Excerpts from a dataset
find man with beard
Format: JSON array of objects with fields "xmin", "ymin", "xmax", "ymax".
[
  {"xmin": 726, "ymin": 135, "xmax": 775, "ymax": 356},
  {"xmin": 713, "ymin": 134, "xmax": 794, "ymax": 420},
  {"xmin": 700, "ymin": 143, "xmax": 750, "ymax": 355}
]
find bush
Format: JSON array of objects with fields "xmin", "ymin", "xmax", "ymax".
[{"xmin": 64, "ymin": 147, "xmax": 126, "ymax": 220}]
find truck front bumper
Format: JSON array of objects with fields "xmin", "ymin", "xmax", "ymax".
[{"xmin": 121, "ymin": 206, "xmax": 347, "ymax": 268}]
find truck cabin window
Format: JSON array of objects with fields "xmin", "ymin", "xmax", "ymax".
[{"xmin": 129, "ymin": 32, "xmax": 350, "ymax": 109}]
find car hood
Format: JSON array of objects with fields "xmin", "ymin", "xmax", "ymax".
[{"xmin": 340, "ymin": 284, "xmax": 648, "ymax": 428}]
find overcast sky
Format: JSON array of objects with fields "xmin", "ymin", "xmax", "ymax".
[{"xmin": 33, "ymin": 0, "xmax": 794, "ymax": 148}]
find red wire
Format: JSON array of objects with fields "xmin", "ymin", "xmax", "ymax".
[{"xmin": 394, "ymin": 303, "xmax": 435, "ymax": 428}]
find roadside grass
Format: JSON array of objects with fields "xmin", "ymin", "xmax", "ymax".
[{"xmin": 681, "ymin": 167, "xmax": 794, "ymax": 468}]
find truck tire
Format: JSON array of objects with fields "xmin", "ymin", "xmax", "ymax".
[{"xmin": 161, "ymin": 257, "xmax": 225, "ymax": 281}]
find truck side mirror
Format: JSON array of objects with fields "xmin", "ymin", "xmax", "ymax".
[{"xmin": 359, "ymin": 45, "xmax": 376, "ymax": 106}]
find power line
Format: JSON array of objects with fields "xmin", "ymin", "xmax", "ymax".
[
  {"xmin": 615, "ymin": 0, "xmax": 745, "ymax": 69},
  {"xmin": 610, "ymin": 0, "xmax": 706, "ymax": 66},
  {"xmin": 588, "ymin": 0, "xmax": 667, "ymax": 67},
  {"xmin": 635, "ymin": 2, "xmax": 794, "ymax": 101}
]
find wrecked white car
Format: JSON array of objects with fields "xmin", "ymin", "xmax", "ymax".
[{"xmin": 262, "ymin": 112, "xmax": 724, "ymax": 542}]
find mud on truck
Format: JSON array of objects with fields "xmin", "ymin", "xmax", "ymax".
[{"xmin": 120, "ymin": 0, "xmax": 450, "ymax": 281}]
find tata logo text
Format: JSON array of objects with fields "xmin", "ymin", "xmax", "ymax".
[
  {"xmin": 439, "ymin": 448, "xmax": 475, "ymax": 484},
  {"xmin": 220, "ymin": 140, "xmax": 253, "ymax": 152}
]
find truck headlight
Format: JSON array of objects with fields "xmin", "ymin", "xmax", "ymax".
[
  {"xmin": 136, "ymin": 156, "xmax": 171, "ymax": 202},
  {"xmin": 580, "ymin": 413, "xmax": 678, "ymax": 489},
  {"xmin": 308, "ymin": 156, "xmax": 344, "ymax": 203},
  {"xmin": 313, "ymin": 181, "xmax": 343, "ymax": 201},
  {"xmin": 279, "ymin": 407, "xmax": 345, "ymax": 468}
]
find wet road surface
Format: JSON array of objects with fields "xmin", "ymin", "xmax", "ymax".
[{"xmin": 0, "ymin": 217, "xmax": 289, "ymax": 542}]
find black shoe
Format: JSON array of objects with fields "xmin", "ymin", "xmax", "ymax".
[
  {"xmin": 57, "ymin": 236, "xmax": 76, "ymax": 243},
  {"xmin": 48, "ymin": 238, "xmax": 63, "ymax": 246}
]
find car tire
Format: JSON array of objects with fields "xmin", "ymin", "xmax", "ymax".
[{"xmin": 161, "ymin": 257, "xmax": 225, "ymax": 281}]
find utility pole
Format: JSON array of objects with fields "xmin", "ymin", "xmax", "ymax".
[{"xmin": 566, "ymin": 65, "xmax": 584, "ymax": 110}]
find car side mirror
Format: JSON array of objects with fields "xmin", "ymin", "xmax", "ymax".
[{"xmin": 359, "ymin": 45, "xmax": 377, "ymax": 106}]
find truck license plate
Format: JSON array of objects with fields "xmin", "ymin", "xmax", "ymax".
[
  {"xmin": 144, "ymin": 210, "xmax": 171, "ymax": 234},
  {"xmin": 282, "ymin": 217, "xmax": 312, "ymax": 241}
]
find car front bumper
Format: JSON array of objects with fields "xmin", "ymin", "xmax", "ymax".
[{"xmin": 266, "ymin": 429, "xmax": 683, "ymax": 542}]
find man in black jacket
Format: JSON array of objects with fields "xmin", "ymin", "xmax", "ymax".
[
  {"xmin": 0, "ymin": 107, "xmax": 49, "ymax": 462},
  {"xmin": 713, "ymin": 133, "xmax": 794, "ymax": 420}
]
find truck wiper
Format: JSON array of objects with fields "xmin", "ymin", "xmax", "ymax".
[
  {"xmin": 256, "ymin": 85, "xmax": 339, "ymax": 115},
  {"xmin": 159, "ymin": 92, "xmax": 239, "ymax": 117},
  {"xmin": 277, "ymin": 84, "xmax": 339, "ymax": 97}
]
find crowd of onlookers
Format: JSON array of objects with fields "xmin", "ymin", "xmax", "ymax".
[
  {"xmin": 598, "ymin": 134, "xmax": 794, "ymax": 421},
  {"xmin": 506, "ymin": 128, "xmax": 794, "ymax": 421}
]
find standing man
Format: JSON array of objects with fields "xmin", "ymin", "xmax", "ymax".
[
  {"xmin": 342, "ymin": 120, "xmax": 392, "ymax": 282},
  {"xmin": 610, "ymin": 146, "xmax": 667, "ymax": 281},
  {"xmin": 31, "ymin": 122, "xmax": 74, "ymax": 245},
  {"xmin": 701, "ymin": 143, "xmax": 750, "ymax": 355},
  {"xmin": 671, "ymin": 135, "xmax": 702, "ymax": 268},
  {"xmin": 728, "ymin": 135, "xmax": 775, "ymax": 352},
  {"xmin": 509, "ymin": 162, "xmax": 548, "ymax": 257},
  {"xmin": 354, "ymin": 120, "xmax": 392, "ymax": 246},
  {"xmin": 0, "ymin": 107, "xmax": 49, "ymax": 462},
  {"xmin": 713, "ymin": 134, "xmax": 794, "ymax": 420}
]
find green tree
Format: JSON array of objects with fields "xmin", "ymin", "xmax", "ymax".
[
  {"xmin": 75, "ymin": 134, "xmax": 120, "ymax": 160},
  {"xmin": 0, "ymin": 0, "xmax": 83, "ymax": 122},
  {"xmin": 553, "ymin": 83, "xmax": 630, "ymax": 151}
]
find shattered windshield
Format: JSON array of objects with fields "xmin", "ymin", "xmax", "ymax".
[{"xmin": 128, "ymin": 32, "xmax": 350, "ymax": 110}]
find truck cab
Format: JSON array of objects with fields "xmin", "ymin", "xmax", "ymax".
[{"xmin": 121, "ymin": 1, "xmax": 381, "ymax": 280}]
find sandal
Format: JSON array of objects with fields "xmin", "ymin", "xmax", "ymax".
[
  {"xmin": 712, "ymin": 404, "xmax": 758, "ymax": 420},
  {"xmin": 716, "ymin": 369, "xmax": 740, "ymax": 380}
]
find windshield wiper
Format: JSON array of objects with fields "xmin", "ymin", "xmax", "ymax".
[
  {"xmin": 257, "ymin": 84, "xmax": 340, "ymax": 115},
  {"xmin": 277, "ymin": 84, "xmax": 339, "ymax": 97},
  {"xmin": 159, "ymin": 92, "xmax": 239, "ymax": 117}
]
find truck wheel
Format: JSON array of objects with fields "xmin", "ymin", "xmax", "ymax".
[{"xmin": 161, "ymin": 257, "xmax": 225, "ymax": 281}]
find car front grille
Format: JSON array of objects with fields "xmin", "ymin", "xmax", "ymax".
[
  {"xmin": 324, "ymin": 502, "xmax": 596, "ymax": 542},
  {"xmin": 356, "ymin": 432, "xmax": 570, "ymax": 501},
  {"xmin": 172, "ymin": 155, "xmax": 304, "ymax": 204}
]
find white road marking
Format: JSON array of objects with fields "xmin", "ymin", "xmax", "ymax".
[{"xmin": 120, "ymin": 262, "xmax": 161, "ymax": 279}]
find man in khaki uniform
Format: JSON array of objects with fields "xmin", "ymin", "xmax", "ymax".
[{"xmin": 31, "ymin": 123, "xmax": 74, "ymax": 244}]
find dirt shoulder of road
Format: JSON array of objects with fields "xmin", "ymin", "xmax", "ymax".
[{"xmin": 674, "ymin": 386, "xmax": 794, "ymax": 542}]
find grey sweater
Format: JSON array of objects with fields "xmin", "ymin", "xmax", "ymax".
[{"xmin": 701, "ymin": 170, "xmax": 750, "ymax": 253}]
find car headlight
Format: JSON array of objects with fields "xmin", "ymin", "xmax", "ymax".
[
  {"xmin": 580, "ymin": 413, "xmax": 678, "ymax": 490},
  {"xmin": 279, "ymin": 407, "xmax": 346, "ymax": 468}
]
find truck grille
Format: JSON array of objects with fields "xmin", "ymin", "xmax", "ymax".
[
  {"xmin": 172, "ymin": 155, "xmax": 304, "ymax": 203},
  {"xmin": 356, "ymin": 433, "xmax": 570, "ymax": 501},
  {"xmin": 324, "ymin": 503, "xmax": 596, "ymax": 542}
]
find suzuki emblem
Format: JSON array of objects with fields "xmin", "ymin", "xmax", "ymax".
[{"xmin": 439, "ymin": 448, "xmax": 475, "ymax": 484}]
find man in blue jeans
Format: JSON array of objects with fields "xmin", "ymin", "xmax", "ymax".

-- Work instruction --
From the records above, reproduce exactly the lines from the one with "find truck tire" to the one with "find wet road surface", both included, and no others.

-- Result --
find truck tire
Format: JSON array of objects with fields "xmin", "ymin", "xmax", "ymax".
[{"xmin": 161, "ymin": 257, "xmax": 225, "ymax": 281}]
find truck side mirror
Format: JSON array of objects with fields "xmin", "ymin", "xmax", "ymax".
[{"xmin": 359, "ymin": 45, "xmax": 376, "ymax": 106}]
find power line
Format: JSON array of objects with fields "xmin", "ymin", "xmax", "ymax".
[
  {"xmin": 615, "ymin": 0, "xmax": 745, "ymax": 69},
  {"xmin": 610, "ymin": 0, "xmax": 706, "ymax": 66},
  {"xmin": 588, "ymin": 0, "xmax": 667, "ymax": 67},
  {"xmin": 635, "ymin": 2, "xmax": 794, "ymax": 101}
]
find wrecked white car
Format: JSON array of objects with fields "xmin", "ymin", "xmax", "ymax".
[{"xmin": 262, "ymin": 112, "xmax": 724, "ymax": 542}]
find mud on truck
Format: JSON array of objects with fields "xmin", "ymin", "xmax", "ymax".
[{"xmin": 120, "ymin": 0, "xmax": 450, "ymax": 281}]
find tata logo text
Format: JSON array of objects with fields "xmin", "ymin", "xmax", "ymax".
[
  {"xmin": 439, "ymin": 448, "xmax": 475, "ymax": 484},
  {"xmin": 220, "ymin": 140, "xmax": 253, "ymax": 152}
]
find truck headlight
Format: JSON array of objects with fields "xmin", "ymin", "xmax", "ymax".
[
  {"xmin": 136, "ymin": 156, "xmax": 171, "ymax": 202},
  {"xmin": 580, "ymin": 413, "xmax": 678, "ymax": 489},
  {"xmin": 308, "ymin": 156, "xmax": 344, "ymax": 203},
  {"xmin": 313, "ymin": 181, "xmax": 343, "ymax": 201},
  {"xmin": 279, "ymin": 407, "xmax": 345, "ymax": 468}
]
find wet road surface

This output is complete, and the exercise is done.